### DIRECTIONS
Word for word, reproduce all entries below, leaving every picture out.

START EXTRACTED ENTRIES

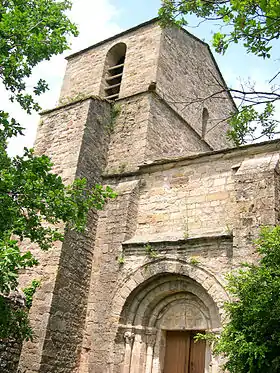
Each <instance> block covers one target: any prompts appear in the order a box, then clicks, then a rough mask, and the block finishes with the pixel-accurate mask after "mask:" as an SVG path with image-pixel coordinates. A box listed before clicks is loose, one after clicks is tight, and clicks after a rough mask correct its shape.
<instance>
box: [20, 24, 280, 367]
mask: <svg viewBox="0 0 280 373" xmlns="http://www.w3.org/2000/svg"><path fill="white" fill-rule="evenodd" d="M217 87H219V88H221V87H225V83H224V80H223V78H222V76H221V74H220V72H219V70H218V67H217V65H216V63H215V61H214V59H213V57H212V55H211V52H210V50H209V47H208V46H207V45H206V44H205V43H203V42H202V41H200V40H198V39H197V38H196V37H194V36H192V35H191V34H189V33H187V32H186V31H184V30H179V29H174V30H173V29H164V30H162V29H161V28H160V27H159V26H158V24H157V20H152V21H149V22H147V23H145V24H142V25H140V26H137V27H135V28H133V29H130V30H128V31H126V32H123V33H121V34H119V35H116V36H115V37H112V38H110V39H107V40H105V41H103V42H100V43H99V44H97V45H95V46H92V47H89V48H87V49H85V50H83V51H81V52H78V53H76V54H74V55H72V56H70V57H68V65H67V69H66V74H65V78H64V82H63V86H62V90H61V97H60V102H59V105H58V106H57V107H56V108H54V109H52V110H48V111H45V112H44V113H43V114H42V120H41V123H40V126H39V129H38V135H37V140H36V146H35V147H36V151H37V153H38V154H43V153H44V154H47V155H49V156H50V157H51V158H52V161H53V163H54V170H55V172H57V173H59V174H60V175H61V176H62V178H63V179H64V180H65V182H71V181H73V179H74V178H75V177H86V178H87V179H88V182H89V184H90V185H94V183H97V182H102V183H104V184H106V185H111V186H112V188H113V189H114V190H115V191H116V192H117V193H118V197H117V198H116V199H114V200H112V201H109V202H108V203H107V205H106V207H105V209H104V211H101V212H99V213H97V212H95V211H92V212H90V214H89V218H88V226H87V230H86V233H85V234H84V235H78V234H76V233H74V232H70V231H66V233H65V241H64V242H63V244H57V245H56V246H55V247H54V248H53V250H51V251H50V252H48V253H40V252H38V253H37V255H38V257H39V260H40V266H39V267H38V268H37V269H36V273H34V272H32V273H26V274H24V275H23V276H22V283H23V284H24V283H26V282H28V280H30V278H34V277H36V278H38V279H41V280H42V285H41V287H40V289H39V290H38V291H37V292H36V294H35V297H34V302H33V306H32V308H31V311H30V319H31V324H32V326H33V329H34V333H35V335H34V340H33V341H30V342H26V343H24V345H23V348H22V353H21V357H20V361H19V368H20V369H21V371H22V372H26V373H39V372H40V373H74V372H75V373H105V372H107V373H160V372H163V370H164V371H165V373H170V372H171V371H170V364H171V365H172V364H173V363H172V362H170V361H169V359H170V358H169V356H170V351H171V350H172V343H173V344H174V343H175V345H176V343H181V342H182V341H183V342H182V343H185V345H184V346H185V348H184V354H186V355H184V356H185V357H184V359H185V358H186V359H187V360H186V361H187V364H189V365H190V366H192V367H194V368H193V369H194V370H193V372H195V373H206V372H207V373H210V372H212V373H217V372H219V371H220V368H219V365H220V361H219V359H218V358H214V357H213V356H212V355H211V350H210V347H209V346H208V345H207V344H203V343H202V344H201V345H199V344H198V345H194V344H193V335H194V333H195V332H196V331H201V332H204V331H205V330H212V331H214V332H217V333H219V331H220V329H221V326H222V324H223V322H224V321H225V320H224V318H225V316H224V311H223V307H222V305H223V302H224V301H225V300H227V299H228V295H227V293H226V291H225V289H224V285H225V275H226V273H228V271H229V270H230V269H232V268H234V267H236V266H238V265H239V263H240V262H241V261H242V262H243V261H244V260H255V257H256V255H255V252H254V247H253V246H252V240H253V239H254V238H255V237H257V234H258V230H259V227H260V226H261V225H264V224H266V225H267V224H269V225H274V224H276V223H277V222H278V218H279V205H278V200H279V198H278V193H279V171H278V161H279V146H280V145H279V143H278V141H274V142H269V143H263V144H258V145H252V146H246V147H242V148H239V149H234V148H231V144H230V143H229V141H228V140H227V138H226V129H227V123H226V122H225V121H223V120H222V118H225V117H227V116H229V115H230V113H232V112H233V111H234V110H235V106H234V103H233V101H232V99H231V97H230V96H229V95H228V93H223V94H222V96H221V97H213V94H214V93H215V89H217ZM180 338H183V339H180ZM178 341H179V342H178ZM180 341H181V342H180ZM173 346H174V345H173ZM175 351H176V348H175ZM178 364H179V363H178ZM172 369H175V368H174V366H172Z"/></svg>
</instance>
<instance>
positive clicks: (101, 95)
mask: <svg viewBox="0 0 280 373" xmlns="http://www.w3.org/2000/svg"><path fill="white" fill-rule="evenodd" d="M125 56H126V44H125V43H118V44H116V45H114V46H113V47H112V48H111V49H110V50H109V52H108V53H107V56H106V60H105V67H104V74H103V75H104V76H103V84H102V90H101V96H104V97H105V98H107V99H109V100H113V101H114V100H116V99H117V98H118V97H119V93H120V88H121V82H122V77H123V70H124V63H125Z"/></svg>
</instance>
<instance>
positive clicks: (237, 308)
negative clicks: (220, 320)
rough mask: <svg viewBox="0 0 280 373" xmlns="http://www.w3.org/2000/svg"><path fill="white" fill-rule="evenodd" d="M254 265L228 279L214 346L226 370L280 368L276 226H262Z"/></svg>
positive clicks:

END EXTRACTED ENTRIES

### TASK ANSWER
Each <instance> block covers one target: any prompts appear in the order a box, then clicks, then a rough mask, and the block finishes with the pixel-accurate mask after "mask:" as an SVG path with image-pixel coordinates. A box listed before clicks is loose, one after clicks is tight, and clicks after a rough mask correct its shape.
<instance>
box: [20, 24, 280, 367]
mask: <svg viewBox="0 0 280 373" xmlns="http://www.w3.org/2000/svg"><path fill="white" fill-rule="evenodd" d="M217 87H219V88H221V87H225V83H224V80H223V78H222V76H221V74H220V72H219V70H218V67H217V65H216V63H215V61H214V59H213V57H212V55H211V52H210V50H209V47H208V46H207V45H206V44H205V43H203V42H202V41H200V40H198V39H197V38H196V37H194V36H192V35H191V34H189V33H187V32H186V31H184V30H179V29H174V30H173V29H164V30H162V29H161V28H160V27H159V26H158V24H157V20H152V21H149V22H147V23H145V24H142V25H140V26H137V27H135V28H133V29H130V30H128V31H126V32H123V33H121V34H119V35H116V36H115V37H112V38H110V39H107V40H105V41H103V42H100V43H99V44H97V45H95V46H92V47H89V48H87V49H85V50H83V51H81V52H78V53H76V54H74V55H72V56H70V57H68V65H67V69H66V74H65V78H64V82H63V86H62V90H61V97H60V102H59V105H58V106H57V107H56V108H54V109H52V110H48V111H45V112H44V113H43V114H42V120H41V123H40V126H39V129H38V135H37V140H36V146H35V147H36V151H37V153H38V154H43V153H44V154H47V155H49V156H50V157H51V158H52V161H53V163H54V170H55V172H57V173H59V174H60V175H61V176H62V178H63V179H64V180H65V182H71V181H73V179H74V178H75V177H86V178H87V179H88V182H89V184H90V185H94V183H97V182H102V183H104V184H106V185H111V186H112V188H113V189H114V190H115V191H116V192H117V193H118V197H117V198H116V199H114V200H112V201H109V202H108V203H107V205H106V207H105V209H104V211H101V212H99V213H97V212H95V211H92V212H90V214H89V218H88V226H87V230H86V233H85V234H84V235H78V234H76V233H74V232H70V231H66V233H65V241H64V242H63V244H57V245H56V246H55V247H54V248H53V250H51V251H50V252H48V253H40V252H38V253H37V255H38V257H39V260H40V266H39V267H38V268H37V269H36V273H34V272H32V273H26V274H24V275H23V276H22V283H23V284H24V283H26V282H28V280H30V278H34V277H36V278H38V279H41V280H42V285H41V287H40V289H39V290H38V291H37V292H36V294H35V297H34V302H33V306H32V308H31V311H30V319H31V324H32V326H33V329H34V333H35V335H34V340H33V341H30V342H26V343H24V345H23V348H22V353H21V357H20V361H19V368H20V369H21V371H22V372H26V373H39V372H40V373H74V372H75V373H105V372H107V373H160V372H163V370H164V371H165V373H170V372H171V371H170V364H171V365H172V364H173V363H172V362H170V361H169V359H170V358H169V356H170V351H171V350H172V343H173V344H174V343H175V345H176V343H181V342H182V341H183V342H182V343H185V345H184V346H185V348H184V354H186V355H184V356H185V357H184V359H185V358H186V359H187V360H186V361H187V364H189V365H190V366H192V367H194V368H193V369H194V370H193V372H195V373H206V372H207V373H210V372H212V373H217V372H219V371H220V368H219V365H220V361H219V359H218V358H214V357H213V356H212V355H211V350H210V347H209V346H208V345H207V344H203V343H202V344H201V345H199V344H198V345H194V344H193V335H194V333H195V332H196V331H201V332H204V331H205V330H212V331H214V332H217V333H219V331H220V329H221V326H222V324H223V322H224V321H225V320H224V318H225V316H224V311H223V307H222V305H223V302H224V301H225V300H227V299H228V295H227V293H226V291H225V289H224V285H225V275H226V273H228V271H229V270H230V269H232V268H234V267H236V266H238V265H239V263H240V262H241V261H242V262H243V261H244V260H255V257H256V255H255V252H254V247H253V246H252V240H253V239H254V238H255V237H257V234H258V230H259V227H260V226H261V225H264V224H266V225H267V224H269V225H274V224H276V223H277V222H278V218H279V205H278V200H279V198H278V193H279V171H278V161H279V146H280V145H279V143H278V141H274V142H269V143H263V144H258V145H252V146H246V147H242V148H239V149H234V148H231V144H230V143H229V141H228V140H227V138H226V129H227V123H226V122H225V121H223V120H222V118H225V117H227V116H229V115H230V113H232V112H233V111H234V110H235V106H234V103H233V101H232V99H231V97H230V96H229V95H228V93H223V94H222V96H221V97H213V94H214V93H215V89H217ZM180 338H183V339H180ZM178 341H179V342H178ZM180 341H181V342H180ZM173 346H174V345H173ZM175 351H176V348H175ZM178 364H179V363H178ZM172 369H175V368H174V366H172Z"/></svg>
</instance>
<instance>
positive clicks: (101, 95)
mask: <svg viewBox="0 0 280 373" xmlns="http://www.w3.org/2000/svg"><path fill="white" fill-rule="evenodd" d="M125 56H126V44H125V43H118V44H116V45H114V46H113V47H112V48H111V49H110V50H109V52H108V53H107V56H106V60H105V67H104V74H103V75H104V76H103V84H102V90H101V96H104V97H105V98H107V99H109V100H113V101H114V100H116V99H117V98H118V97H119V93H120V88H121V82H122V77H123V70H124V63H125Z"/></svg>
</instance>
<instance>
positive clicks: (237, 308)
negative clicks: (220, 320)
rough mask: <svg viewBox="0 0 280 373" xmlns="http://www.w3.org/2000/svg"><path fill="white" fill-rule="evenodd" d="M254 265L228 279L214 346L226 370L280 368L276 226H262Z"/></svg>
positive clicks:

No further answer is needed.